__Task__.
Write out all the data again, exactly as it stands.
## Begin
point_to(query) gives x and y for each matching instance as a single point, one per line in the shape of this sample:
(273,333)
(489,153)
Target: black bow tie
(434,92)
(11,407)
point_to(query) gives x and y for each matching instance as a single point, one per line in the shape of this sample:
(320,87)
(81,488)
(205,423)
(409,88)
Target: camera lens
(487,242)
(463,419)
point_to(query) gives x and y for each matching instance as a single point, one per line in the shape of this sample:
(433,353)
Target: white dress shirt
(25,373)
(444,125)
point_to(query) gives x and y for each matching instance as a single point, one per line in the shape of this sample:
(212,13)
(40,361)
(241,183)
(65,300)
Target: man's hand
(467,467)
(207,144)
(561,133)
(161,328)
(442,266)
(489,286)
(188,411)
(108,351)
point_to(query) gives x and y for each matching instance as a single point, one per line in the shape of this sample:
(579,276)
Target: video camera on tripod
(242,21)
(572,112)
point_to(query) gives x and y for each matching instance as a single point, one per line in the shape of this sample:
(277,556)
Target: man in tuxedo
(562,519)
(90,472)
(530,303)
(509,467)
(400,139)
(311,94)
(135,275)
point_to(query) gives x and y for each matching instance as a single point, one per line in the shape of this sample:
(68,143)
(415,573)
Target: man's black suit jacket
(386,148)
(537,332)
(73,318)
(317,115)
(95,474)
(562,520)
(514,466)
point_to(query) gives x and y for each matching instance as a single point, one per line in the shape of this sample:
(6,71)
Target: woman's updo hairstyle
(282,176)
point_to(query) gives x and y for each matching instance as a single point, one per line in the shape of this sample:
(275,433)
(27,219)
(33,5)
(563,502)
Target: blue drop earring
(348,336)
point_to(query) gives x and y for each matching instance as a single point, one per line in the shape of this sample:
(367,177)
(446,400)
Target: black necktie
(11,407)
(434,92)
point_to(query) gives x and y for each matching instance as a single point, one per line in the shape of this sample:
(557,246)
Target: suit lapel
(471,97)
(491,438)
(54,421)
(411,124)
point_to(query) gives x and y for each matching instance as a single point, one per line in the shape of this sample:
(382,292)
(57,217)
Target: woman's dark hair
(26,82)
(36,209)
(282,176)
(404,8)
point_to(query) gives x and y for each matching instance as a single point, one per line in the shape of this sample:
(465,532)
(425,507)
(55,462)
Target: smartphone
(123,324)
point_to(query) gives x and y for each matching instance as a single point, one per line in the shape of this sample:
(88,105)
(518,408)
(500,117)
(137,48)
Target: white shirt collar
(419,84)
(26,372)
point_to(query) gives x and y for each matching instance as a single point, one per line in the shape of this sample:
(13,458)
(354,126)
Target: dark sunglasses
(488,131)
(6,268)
## End
__Response__.
point_to(query) gives x and y for each matching instance as a single point, one per line in the shape of this sample:
(273,333)
(489,153)
Target: black bow tie
(434,92)
(11,407)
point_to(query) gives x and y for each matching instance as a single point, one per line in the shape of this sample:
(320,87)
(81,488)
(205,423)
(409,88)
Target: camera lens
(487,242)
(463,419)
point_to(query) gives x and y for each matching instance as a single point, one per line in the shape of this sample:
(433,353)
Target: white dress shirt
(25,373)
(444,125)
point_to(query) gives x and y for each matching instance as a single point, one per line in the shape of this sample:
(212,13)
(40,361)
(241,183)
(65,300)
Target: man's hand
(467,467)
(207,144)
(561,133)
(161,328)
(442,266)
(489,286)
(188,411)
(108,351)
point_to(query) gives x and y for each matching instance as a single point, one per line in the shape of this sample:
(579,276)
Target: video camera on tripod
(242,21)
(572,112)
point_to(query) gives x and y for each matching instance as a single point, one per line in the shape of this sample:
(277,556)
Target: man in tuxedo
(562,519)
(90,472)
(530,303)
(509,467)
(400,139)
(311,94)
(135,275)
point_to(query) gives x and y for each matching instance as a single point, one per line in the shape of this sample:
(68,143)
(415,573)
Target: man's black suit jacket
(386,148)
(537,332)
(73,318)
(317,115)
(95,474)
(562,520)
(514,466)
point_to(query) gives x and y for each matching instance as a single point, one per line in the shape of this sample:
(6,71)
Target: woman's updo hairstyle
(282,176)
point_to(query) gives x and y for each matching instance as a single point, one per line in the shape of this sample:
(275,433)
(27,219)
(33,5)
(563,502)
Target: blue drop earring
(348,336)
point_to(query) gives x and y for each matching instance as a single point, one per line in the shape of this sample:
(367,177)
(446,400)
Target: black necktie
(11,407)
(434,92)
point_to(query) gives x and y for each matching instance as a single point, one per line in the shape of this sample:
(557,246)
Target: suit lapel
(471,97)
(491,438)
(54,421)
(411,124)
point_to(query) gives x and y for each matching instance as a single point, one per line in the shape of this sample:
(382,292)
(57,217)
Target: woman's dark hair
(26,82)
(36,209)
(282,176)
(404,8)
point_to(query) gives x and y for each matching instance as a single point, one per line in the shape of this sample:
(465,532)
(425,507)
(55,462)
Target: smartphone
(123,324)
point_to(query) gives x and y for each matching instance as a single point, one per line in the shape of this sample:
(88,105)
(518,408)
(500,117)
(137,48)
Target: white shirt collar
(419,84)
(26,372)
point_to(query) gives x and y for each matching instance as a single point, one per line in the shape of this sample:
(13,458)
(354,126)
Target: dark sunglasses
(488,131)
(6,268)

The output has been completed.